▶ _PROVIDED DATA_
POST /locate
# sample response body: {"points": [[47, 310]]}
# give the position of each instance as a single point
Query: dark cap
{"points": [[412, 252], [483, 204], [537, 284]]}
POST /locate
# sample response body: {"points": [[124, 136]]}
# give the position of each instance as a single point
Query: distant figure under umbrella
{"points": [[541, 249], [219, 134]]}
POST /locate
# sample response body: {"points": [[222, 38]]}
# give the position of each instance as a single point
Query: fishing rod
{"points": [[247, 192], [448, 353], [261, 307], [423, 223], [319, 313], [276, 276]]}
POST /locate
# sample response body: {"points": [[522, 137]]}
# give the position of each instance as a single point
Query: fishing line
* * *
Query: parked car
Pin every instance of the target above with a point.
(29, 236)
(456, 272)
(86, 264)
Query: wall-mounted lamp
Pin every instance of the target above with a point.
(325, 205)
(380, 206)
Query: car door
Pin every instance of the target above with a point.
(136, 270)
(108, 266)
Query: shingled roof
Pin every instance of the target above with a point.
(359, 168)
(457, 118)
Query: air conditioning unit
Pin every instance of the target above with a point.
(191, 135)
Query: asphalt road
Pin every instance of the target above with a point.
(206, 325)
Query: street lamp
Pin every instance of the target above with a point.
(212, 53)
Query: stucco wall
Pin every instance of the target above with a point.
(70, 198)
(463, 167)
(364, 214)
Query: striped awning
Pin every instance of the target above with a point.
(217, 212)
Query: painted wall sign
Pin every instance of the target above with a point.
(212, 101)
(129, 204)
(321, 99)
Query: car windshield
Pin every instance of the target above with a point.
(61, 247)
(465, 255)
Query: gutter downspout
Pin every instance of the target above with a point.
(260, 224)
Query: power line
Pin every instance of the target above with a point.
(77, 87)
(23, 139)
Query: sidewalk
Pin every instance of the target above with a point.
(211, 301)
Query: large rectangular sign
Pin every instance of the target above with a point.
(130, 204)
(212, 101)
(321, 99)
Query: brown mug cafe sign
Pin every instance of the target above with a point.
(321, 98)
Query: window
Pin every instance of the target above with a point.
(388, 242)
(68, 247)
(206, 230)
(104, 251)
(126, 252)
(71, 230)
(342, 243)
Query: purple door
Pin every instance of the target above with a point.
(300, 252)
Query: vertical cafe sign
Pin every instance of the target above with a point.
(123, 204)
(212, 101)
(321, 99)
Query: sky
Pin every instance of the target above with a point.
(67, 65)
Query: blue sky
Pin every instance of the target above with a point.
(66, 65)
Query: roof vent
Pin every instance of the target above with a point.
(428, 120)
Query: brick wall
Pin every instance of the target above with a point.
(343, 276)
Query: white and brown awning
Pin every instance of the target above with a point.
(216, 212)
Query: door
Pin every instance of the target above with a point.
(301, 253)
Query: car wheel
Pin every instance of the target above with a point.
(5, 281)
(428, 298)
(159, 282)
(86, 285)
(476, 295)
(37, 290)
--
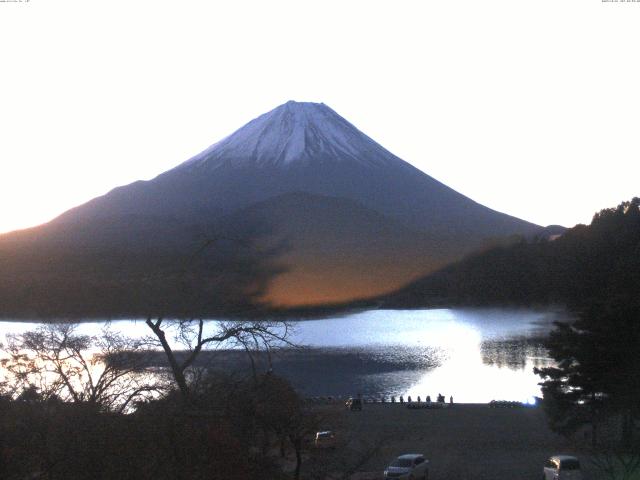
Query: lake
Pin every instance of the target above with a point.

▶ _WHAT TO PRODUCE_
Above are the records; copy exactly the lines from the line with "Query: sidewalk" through the line with "Query: window", both included.

▶ _EXERCISE SOLUTION_
Query: sidewalk
Pin every instance of the target above with a point.
(211, 301)
Query: large rectangular sign
Pin every instance of the target above with a point.
(130, 204)
(212, 101)
(321, 99)
Query: brown mug cafe sign
Pin every instance of the target above with a point.
(321, 98)
Query: window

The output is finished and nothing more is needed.